> _WRITTEN TASKS_
1/ Translate this sentence from the article on heat in New Orleans into Spanish: "That would provide local jobs and help residents prepare for a warmer future."
2/ According to the article on heat in New Orleans, how many temperature measurements did Shandas and the other researchers compile?

> _SELECTED TEXT_
* Start *

On an August day last year, Shandas and other researchers compiled 75,000 temperature measurements from around New Orleans. They found that the coolest areas sat at around 88 degrees, while the hottest areas skyrocketed to 102 degrees. “It has to do with green space, it also has a lot to do with the configuration of the buildings, as well as the building materials,” says Shandas.
It also has to do with New Orleans’ history of redlining, a racist policy in which the government labeled Black and immigrant neighborhoods as not fit for investment. “These were not the places where money was being lent for homeownership—people were denied access to federally-backed mortgages,” says Na’Taki Osborne Jelks, an environmental and health scientist at Spelman College. “These communities have not been invested in, in terms of parks and green spaces. And in some cases, where we find that you have a park here or there, you can also see the lack of maintenance.” And if your green space isn’t green, it isn’t doing its job.
The land in these redlined areas has been cheaper to develop. So when people have invested in them, it’s by building highways and adding heavy industries. “This is where the warehouses are, lots of buildings that have a lot of heat-absorbing surfaces,” says Jelks, “where you have all the asphalt and little vegetation that will help to cool things.”
The problem is so acute that Shandas says temperatures in historically redlined areas are far hotter than other greener areas of New Orleans. Indeed, previous research has found that across the US, poorer neighborhoods with higher populations of people of color get up to 20 degrees hotter than wealthier white neighborhoods.
This extra heat can have devastating effects on human health: Hotter temperatures worsen air pollution, for instance, and the young and elderly are particularly sensitive to overheating. “Heat kills more people per year than any other natural disaster,” says Shandas. The death toll from Hurricane Ida stands in the dozens so far, but, he continues, “what is the more pernicious challenge here is the fact that heat comes slowly in after this hurricane.”
It doesn’t have to be this way. Cities can invest in greening up neighborhoods, and the federal government could deploy President Biden’s proposed Civilian Climate Corps to pay people to do the work. That would provide local jobs and help residents prepare for a warmer future.
But it’s not as easy as simply increasing investment, because that may end up gentrifying neighborhoods and forcing residents out. “We’ve also got to do it in an equitable fashion, by having policy supports in place that keep people in place to reap the benefits of these new investments, of these new greening initiatives,” says Jelks. “As we provide access to communities that have historically been denied that access, we have to be careful about green gentrification.” So by all means, green up the place, but also provide affordable housing that’ll make it possible for the current residents to keep living there.
More fundamentally, mitigating against heat could become part of general city planning. “Right now, there’s not a city that I know of in the US that is actively putting heat into their development codes,” says Shandas. That’s leaving cities poorly prepared for an even hotter future. Right now, New Orleans is a testament to what that will look like.

* End *

> _DATASET ROWS_

* Start *

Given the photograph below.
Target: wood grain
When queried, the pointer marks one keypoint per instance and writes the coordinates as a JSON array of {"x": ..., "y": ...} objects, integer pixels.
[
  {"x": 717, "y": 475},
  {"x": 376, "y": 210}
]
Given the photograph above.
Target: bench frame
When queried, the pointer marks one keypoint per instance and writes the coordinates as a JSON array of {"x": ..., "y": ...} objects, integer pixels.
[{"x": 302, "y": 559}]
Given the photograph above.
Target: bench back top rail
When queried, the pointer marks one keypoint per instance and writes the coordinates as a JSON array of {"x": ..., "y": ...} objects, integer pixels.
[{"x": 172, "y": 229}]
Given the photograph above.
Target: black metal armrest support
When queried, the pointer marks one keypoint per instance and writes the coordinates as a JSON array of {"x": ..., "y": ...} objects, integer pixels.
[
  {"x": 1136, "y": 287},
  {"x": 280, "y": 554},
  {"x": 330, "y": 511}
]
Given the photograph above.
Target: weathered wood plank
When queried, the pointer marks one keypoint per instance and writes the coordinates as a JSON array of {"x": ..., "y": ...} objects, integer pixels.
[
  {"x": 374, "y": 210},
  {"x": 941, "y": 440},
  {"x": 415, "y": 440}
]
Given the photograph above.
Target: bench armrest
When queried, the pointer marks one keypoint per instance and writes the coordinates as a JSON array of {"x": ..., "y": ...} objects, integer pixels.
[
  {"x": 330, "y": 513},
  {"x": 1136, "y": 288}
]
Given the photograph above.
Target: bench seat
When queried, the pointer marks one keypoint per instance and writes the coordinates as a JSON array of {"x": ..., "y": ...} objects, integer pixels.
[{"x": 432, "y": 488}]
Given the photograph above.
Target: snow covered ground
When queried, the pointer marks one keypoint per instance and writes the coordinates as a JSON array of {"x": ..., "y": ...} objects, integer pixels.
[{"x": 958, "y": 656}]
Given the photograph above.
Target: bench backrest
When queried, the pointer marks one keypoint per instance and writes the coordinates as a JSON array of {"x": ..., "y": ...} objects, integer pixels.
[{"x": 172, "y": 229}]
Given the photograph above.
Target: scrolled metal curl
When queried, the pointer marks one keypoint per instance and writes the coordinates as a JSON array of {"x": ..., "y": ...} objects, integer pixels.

* End *

> _SOLUTIONS PER TASK_
1/ Eso proporcionaría empleos locales y ayudaría a los residentes a prepararse para un futuro más cálido.

2/ 75,000